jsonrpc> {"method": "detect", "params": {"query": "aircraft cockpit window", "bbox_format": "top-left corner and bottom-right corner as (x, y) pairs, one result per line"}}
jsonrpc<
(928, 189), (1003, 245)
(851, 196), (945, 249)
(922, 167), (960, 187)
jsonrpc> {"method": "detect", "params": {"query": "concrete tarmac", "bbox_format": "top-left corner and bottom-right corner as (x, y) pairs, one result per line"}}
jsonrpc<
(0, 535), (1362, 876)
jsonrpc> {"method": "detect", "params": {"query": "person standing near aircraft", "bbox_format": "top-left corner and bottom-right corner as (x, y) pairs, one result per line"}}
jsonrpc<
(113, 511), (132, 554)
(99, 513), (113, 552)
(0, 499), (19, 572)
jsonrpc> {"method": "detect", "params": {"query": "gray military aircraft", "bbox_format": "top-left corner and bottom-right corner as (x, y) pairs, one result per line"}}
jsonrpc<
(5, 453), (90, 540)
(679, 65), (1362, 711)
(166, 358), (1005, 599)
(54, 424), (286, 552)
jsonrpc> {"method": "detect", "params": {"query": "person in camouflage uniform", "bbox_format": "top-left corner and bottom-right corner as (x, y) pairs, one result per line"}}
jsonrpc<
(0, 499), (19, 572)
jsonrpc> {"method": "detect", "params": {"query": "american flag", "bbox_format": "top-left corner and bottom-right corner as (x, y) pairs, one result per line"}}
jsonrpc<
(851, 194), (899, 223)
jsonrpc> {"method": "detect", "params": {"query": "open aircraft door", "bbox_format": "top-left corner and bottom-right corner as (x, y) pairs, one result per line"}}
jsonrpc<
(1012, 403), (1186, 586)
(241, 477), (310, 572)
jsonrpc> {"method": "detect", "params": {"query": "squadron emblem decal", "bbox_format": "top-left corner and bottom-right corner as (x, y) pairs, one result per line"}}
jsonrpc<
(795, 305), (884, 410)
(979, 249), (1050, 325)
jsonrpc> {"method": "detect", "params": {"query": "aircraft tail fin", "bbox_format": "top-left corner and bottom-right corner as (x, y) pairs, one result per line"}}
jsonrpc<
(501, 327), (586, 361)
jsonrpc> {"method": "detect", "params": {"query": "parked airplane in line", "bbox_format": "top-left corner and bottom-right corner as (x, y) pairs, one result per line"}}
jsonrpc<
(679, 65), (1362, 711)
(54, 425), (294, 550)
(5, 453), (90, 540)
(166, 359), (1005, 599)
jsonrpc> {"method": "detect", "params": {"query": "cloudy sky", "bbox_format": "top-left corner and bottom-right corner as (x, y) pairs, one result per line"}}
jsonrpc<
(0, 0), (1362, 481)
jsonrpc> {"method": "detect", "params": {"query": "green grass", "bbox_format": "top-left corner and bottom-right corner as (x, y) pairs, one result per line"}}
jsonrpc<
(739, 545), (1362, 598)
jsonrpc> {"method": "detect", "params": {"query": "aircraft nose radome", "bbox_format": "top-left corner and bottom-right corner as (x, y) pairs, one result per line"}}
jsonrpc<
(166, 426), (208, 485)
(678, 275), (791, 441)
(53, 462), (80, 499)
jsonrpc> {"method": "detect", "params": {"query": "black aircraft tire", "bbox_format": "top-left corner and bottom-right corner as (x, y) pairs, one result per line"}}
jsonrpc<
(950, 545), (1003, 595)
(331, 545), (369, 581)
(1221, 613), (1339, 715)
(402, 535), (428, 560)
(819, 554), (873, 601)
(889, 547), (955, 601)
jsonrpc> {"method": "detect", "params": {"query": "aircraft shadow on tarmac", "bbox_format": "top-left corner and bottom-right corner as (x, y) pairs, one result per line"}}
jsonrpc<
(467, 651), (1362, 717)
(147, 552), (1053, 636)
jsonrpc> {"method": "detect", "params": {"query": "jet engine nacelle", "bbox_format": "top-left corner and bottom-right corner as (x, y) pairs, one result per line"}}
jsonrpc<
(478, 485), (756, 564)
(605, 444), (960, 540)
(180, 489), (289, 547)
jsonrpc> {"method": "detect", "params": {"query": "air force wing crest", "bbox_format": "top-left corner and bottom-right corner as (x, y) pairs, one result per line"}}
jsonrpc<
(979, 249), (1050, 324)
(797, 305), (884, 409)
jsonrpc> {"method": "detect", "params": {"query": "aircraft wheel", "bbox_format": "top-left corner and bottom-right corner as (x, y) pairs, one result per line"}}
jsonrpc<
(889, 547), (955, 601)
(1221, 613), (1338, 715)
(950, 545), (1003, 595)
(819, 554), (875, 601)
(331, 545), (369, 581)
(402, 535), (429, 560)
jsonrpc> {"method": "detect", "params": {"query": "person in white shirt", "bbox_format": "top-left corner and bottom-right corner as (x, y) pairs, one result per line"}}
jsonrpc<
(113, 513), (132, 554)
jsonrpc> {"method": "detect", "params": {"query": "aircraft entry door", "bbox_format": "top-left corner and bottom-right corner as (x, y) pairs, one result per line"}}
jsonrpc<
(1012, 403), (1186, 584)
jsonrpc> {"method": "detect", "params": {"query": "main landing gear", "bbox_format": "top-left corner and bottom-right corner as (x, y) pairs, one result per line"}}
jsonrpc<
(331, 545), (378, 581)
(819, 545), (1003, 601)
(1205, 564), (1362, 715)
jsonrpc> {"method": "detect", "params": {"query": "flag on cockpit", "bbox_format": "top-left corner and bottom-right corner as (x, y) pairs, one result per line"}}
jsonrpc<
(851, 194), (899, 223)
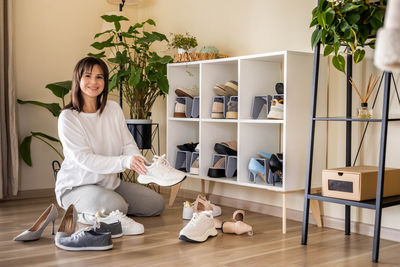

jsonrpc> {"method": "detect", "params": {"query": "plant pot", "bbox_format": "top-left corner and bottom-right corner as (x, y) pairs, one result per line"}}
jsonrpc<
(126, 120), (152, 149)
(178, 48), (195, 54)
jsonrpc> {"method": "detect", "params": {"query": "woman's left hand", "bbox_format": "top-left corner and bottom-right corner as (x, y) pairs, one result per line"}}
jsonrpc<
(130, 156), (147, 174)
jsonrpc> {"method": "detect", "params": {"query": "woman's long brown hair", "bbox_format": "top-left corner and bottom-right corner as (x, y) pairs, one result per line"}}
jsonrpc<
(63, 57), (108, 114)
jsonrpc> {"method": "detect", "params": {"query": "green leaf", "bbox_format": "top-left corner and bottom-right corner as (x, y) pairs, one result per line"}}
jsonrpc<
(91, 36), (114, 50)
(19, 135), (32, 166)
(310, 17), (318, 28)
(31, 132), (61, 144)
(88, 51), (106, 58)
(332, 55), (346, 73)
(311, 29), (322, 49)
(108, 73), (118, 92)
(46, 81), (72, 99)
(342, 3), (360, 13)
(128, 65), (141, 86)
(157, 76), (169, 94)
(318, 13), (326, 29)
(326, 8), (335, 25)
(17, 99), (61, 117)
(353, 49), (365, 63)
(101, 15), (129, 22)
(94, 30), (114, 39)
(346, 12), (361, 24)
(324, 45), (335, 57)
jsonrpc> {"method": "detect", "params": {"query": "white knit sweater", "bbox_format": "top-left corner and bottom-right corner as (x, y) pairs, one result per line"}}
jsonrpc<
(55, 101), (140, 206)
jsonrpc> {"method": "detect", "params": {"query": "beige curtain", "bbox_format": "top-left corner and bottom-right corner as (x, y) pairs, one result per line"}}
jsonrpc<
(0, 0), (19, 199)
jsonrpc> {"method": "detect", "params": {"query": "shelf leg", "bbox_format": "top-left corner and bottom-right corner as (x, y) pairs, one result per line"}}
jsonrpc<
(282, 193), (286, 234)
(372, 72), (392, 262)
(344, 205), (351, 235)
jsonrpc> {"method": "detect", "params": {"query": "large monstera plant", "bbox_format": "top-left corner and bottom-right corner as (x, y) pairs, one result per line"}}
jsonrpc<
(88, 15), (172, 119)
(17, 81), (72, 166)
(310, 0), (387, 72)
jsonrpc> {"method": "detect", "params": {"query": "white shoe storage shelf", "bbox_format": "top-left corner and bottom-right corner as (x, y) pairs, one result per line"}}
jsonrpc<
(167, 51), (326, 192)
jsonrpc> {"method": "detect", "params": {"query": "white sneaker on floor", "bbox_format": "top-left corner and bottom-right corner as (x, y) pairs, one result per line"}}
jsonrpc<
(179, 210), (218, 242)
(96, 210), (144, 235)
(182, 200), (222, 220)
(138, 155), (186, 186)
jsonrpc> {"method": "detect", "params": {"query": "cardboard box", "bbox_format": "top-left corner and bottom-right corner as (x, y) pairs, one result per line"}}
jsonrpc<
(322, 166), (400, 201)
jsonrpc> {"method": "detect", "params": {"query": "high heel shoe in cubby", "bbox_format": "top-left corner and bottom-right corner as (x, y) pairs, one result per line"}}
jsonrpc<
(14, 204), (58, 241)
(248, 158), (267, 182)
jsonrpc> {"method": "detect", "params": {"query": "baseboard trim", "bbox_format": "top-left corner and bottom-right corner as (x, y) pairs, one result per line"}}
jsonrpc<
(2, 188), (56, 200)
(163, 189), (400, 242)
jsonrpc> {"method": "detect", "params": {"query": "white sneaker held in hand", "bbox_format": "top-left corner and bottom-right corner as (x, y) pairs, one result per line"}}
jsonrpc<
(96, 210), (144, 235)
(138, 155), (186, 186)
(179, 210), (218, 243)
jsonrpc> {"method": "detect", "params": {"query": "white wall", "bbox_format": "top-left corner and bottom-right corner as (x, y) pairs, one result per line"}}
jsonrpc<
(13, 0), (400, 234)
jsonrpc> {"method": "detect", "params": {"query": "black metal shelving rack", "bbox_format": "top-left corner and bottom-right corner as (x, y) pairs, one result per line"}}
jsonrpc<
(301, 40), (400, 262)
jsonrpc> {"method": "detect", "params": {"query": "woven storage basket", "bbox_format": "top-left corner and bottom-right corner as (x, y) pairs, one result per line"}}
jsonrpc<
(174, 53), (228, 63)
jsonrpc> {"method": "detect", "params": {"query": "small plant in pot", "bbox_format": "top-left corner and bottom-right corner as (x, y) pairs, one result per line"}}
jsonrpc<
(310, 0), (387, 73)
(88, 15), (172, 149)
(169, 32), (198, 54)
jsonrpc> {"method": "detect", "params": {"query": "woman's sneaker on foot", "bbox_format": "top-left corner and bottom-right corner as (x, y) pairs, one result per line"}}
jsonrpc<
(96, 210), (144, 235)
(179, 210), (218, 243)
(55, 228), (113, 251)
(138, 155), (186, 186)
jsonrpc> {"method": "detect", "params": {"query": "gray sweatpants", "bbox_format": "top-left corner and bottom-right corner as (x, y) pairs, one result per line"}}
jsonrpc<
(61, 181), (165, 224)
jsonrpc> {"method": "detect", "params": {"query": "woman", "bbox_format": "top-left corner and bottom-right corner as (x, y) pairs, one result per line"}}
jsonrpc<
(55, 57), (165, 230)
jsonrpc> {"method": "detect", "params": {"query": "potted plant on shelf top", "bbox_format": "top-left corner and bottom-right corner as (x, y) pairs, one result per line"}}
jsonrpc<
(169, 32), (198, 54)
(88, 15), (172, 149)
(310, 0), (387, 72)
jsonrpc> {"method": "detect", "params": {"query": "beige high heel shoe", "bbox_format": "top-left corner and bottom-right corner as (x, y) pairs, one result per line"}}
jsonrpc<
(14, 204), (58, 241)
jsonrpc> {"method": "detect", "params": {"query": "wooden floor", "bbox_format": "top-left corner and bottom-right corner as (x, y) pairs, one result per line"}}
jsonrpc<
(0, 198), (400, 267)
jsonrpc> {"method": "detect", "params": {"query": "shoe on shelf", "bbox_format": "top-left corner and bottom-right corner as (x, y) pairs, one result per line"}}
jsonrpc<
(56, 227), (113, 251)
(211, 98), (225, 119)
(176, 142), (199, 152)
(175, 87), (199, 98)
(189, 158), (199, 175)
(207, 157), (226, 178)
(14, 204), (58, 241)
(214, 141), (237, 156)
(224, 81), (239, 96)
(248, 158), (267, 182)
(213, 83), (231, 96)
(267, 99), (283, 120)
(138, 155), (186, 186)
(226, 100), (238, 119)
(221, 221), (253, 235)
(179, 210), (218, 243)
(96, 210), (144, 238)
(174, 102), (186, 118)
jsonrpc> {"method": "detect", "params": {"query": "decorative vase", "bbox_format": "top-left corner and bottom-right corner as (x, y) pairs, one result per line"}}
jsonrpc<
(126, 119), (152, 149)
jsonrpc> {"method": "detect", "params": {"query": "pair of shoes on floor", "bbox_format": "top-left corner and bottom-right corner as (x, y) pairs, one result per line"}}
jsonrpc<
(214, 210), (253, 235)
(176, 142), (200, 152)
(214, 80), (238, 96)
(182, 194), (222, 220)
(138, 155), (186, 186)
(179, 194), (218, 243)
(175, 87), (199, 98)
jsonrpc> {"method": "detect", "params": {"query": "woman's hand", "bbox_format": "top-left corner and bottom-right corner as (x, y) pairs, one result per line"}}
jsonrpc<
(130, 156), (147, 174)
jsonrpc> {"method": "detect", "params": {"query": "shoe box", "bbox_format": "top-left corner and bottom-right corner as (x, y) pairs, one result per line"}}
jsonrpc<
(322, 166), (400, 201)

•••

• ZIEL
Welche Zeilen im Material oben enthalten das Wort „black“? Schreib jede davon vollständig und unverändert heraus.

• AUSGABE
jsonrpc> {"method": "detect", "params": {"query": "black aircraft tire", "bbox_format": "top-left corner and bottom-right corner as (x, y) pairs, one result per line"}}
jsonrpc> {"method": "detect", "params": {"query": "black metal shelving rack", "bbox_format": "top-left corner and bottom-right corner as (x, y) pairs, one result per line"}}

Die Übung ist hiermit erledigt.